(WHAT TO WORK ON) Let the answer be the lines from the one with "sea in this" to the end of the entries, copied exactly with both boundary lines kept.

»»

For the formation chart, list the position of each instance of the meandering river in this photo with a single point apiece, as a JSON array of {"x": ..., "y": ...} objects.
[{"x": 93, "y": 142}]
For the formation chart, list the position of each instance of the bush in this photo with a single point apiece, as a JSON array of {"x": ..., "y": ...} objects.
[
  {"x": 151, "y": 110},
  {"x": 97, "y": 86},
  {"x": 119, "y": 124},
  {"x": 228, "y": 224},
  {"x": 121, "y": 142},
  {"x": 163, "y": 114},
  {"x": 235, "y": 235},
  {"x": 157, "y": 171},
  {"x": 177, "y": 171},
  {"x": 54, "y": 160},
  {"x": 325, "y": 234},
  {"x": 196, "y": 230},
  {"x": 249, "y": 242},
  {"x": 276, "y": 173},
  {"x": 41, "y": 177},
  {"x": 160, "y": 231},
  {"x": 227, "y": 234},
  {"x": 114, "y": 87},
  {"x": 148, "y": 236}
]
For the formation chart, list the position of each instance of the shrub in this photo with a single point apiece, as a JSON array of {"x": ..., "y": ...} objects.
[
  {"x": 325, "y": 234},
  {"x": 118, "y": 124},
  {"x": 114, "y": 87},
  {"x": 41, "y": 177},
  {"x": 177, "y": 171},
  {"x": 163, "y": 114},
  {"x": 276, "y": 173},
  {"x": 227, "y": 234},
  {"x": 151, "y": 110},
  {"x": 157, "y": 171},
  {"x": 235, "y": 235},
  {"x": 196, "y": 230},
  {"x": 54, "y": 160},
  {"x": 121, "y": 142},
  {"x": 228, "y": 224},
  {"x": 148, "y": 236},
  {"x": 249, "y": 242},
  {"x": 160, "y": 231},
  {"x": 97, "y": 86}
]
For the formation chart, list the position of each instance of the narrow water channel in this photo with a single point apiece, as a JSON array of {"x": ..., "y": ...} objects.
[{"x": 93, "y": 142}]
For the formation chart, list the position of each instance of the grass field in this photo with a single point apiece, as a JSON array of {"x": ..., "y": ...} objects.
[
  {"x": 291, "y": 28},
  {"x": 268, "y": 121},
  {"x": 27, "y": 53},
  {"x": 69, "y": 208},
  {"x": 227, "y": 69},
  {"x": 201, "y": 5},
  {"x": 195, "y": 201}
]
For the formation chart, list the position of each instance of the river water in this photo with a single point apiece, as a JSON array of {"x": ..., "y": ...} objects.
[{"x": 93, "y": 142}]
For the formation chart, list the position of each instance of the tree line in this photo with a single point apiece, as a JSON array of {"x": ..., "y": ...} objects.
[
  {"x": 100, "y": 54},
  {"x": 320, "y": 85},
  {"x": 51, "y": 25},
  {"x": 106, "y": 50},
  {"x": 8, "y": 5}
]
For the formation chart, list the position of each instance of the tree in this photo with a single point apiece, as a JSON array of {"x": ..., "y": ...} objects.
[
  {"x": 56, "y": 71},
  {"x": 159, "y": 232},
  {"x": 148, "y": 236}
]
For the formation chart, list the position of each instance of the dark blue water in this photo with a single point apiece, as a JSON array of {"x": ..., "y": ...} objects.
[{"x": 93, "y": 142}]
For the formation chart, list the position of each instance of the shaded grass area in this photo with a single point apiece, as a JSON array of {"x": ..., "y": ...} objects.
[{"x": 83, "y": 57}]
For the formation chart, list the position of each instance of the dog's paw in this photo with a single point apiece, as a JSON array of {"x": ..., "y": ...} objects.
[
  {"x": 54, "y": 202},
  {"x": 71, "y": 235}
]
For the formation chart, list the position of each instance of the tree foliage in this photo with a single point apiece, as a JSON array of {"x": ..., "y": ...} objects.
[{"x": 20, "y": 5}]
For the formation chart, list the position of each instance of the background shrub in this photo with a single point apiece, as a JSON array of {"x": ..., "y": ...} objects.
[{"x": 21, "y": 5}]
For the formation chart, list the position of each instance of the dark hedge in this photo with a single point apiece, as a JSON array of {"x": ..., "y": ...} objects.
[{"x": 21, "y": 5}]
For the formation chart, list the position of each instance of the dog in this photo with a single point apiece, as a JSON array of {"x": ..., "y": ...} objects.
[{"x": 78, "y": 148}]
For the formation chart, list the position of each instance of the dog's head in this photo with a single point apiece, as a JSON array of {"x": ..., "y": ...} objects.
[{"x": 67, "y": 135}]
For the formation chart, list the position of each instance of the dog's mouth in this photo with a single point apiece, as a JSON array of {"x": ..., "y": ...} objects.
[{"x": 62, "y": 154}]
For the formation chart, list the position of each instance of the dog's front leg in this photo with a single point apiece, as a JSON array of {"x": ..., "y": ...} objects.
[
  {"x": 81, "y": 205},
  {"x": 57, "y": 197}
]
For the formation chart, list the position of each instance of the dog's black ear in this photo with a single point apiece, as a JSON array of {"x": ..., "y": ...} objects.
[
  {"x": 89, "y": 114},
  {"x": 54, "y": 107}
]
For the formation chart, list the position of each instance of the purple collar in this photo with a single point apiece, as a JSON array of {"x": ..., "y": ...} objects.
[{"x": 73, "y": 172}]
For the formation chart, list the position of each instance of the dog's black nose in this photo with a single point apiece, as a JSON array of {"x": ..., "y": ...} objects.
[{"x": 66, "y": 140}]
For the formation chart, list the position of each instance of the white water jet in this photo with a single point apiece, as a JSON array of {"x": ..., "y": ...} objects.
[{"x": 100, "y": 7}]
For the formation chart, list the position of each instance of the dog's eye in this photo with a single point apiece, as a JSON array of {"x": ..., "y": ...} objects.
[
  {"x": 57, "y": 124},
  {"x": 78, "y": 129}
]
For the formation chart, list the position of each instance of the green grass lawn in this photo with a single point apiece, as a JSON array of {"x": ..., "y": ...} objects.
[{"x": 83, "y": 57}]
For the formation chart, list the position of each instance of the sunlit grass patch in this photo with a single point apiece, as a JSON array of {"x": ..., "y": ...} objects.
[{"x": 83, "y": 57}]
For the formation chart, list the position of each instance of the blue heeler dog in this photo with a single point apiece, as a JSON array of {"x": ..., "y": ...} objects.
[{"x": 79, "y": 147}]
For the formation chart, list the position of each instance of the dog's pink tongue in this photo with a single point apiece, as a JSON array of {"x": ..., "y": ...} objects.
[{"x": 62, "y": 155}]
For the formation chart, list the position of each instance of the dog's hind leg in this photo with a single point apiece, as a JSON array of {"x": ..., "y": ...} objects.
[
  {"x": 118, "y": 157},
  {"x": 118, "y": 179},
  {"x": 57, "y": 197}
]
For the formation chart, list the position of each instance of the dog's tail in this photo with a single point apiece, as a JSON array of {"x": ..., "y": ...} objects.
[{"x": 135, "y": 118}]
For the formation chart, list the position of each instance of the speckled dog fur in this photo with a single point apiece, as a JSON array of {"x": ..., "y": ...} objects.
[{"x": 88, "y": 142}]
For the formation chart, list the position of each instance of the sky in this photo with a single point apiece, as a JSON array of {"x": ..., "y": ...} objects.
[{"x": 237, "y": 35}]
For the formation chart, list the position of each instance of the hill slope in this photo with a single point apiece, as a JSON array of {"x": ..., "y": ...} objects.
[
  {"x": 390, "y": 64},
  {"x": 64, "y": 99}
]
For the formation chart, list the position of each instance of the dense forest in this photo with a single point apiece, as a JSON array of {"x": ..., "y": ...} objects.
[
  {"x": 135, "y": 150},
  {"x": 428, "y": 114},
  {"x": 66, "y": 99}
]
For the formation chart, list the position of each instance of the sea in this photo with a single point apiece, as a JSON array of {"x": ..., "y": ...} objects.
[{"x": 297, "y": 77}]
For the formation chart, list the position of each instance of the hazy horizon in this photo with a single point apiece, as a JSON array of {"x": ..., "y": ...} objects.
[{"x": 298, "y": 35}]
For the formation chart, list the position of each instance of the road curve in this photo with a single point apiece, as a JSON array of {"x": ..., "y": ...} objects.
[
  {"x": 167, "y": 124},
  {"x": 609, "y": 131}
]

««

(TASK ANSWER)
For the formation chart, list the position of each instance of the sea in this photo with a single point apiece, as a JSON array of {"x": ..., "y": ...} objects.
[{"x": 297, "y": 77}]
For the formation chart, list the position of each instance of the hazy horizon in this photo with a single point apiece, as a JSON array of {"x": ..., "y": ...} objects.
[{"x": 298, "y": 35}]
For the formation chart, list the position of each instance of the road curve in this photo with a single point apiece, as a JSON array of {"x": ..., "y": ...} objects.
[
  {"x": 167, "y": 124},
  {"x": 609, "y": 131}
]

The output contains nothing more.